Point-per-instance localization data:
┏━━
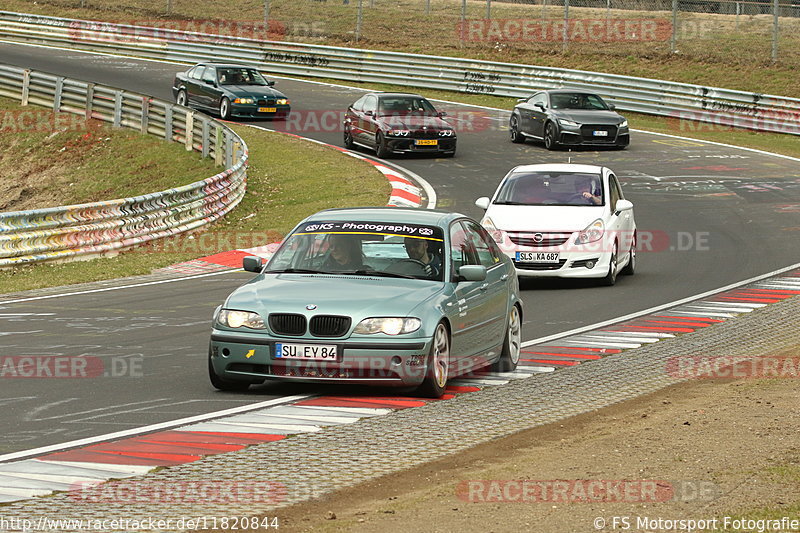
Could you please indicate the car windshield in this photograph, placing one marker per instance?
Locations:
(577, 101)
(405, 105)
(361, 248)
(551, 188)
(240, 76)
┗━━
_Task prompt_:
Your answer must be an exact copy of every entry, with the pictures left out.

_Output of the exercise_:
Could you please indicate the car windshield in this photograph, placing one marker per instance?
Locations:
(577, 101)
(405, 105)
(361, 248)
(551, 188)
(240, 76)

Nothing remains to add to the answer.